### INFORMATION SHOWN
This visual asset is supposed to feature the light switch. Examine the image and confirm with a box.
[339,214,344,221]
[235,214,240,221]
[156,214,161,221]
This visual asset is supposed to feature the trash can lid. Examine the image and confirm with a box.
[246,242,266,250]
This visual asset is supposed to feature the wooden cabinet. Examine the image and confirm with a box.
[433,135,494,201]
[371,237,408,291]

...

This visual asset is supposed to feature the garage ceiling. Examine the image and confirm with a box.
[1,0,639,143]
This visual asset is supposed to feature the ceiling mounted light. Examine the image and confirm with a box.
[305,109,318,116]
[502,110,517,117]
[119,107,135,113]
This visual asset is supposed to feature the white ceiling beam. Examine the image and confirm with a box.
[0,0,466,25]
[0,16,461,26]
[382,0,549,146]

---

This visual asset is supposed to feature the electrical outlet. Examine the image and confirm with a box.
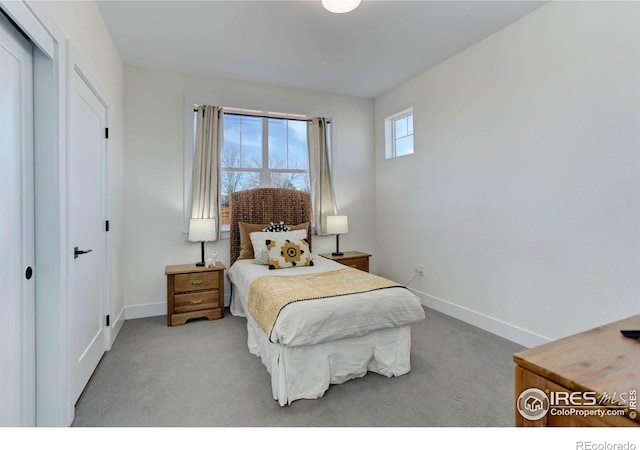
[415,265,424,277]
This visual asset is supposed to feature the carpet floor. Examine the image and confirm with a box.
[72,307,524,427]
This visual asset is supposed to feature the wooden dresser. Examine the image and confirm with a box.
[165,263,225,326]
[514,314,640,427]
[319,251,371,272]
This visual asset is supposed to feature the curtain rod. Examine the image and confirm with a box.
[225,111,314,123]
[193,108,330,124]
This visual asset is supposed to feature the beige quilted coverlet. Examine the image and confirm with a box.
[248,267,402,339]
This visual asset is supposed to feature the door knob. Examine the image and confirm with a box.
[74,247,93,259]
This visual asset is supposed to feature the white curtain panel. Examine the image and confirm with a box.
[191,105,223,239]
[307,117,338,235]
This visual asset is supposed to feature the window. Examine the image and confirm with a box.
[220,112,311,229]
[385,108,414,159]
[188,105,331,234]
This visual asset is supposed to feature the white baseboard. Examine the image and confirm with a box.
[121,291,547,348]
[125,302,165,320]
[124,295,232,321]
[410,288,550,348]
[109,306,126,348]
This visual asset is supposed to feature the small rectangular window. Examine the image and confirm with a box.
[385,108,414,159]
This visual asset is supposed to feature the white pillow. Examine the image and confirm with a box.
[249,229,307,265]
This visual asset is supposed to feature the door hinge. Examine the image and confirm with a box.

### PROBLEM TO WORK ON
Everything above from the line containing "This visual asset is supposed to feature the door knob." through the line containing "This visual asset is supposed to feature the door hinge." must be copied exactly. Nothing outside that range belongs in the answer.

### ANSWER BELOW
This visual asset is supposed to feature the door knob. Examine the image and confirm with a box.
[74,247,93,259]
This visual asset is supposed to feature the white curtain panel. Examine the image and confirm with a box.
[191,105,223,239]
[307,117,338,235]
This visual asset is supposed to feature the window. Examine the image and confirm with a box.
[220,112,311,229]
[385,108,414,159]
[188,105,331,234]
This visual asset is supposed to feature the white baseboard. Examine the image and confirm with a box.
[121,291,547,348]
[125,302,165,320]
[124,295,232,321]
[410,288,550,348]
[109,306,126,348]
This visual asset is supposed to feature the small rectangular window. Examine the image and confirm with a box.
[385,108,414,159]
This visual asset is supposed to feature the white pillow. Examine the image and confirm with a box.
[249,229,307,265]
This visual asset is supposed to feature the door hinge. Examine the image and confirm with a box.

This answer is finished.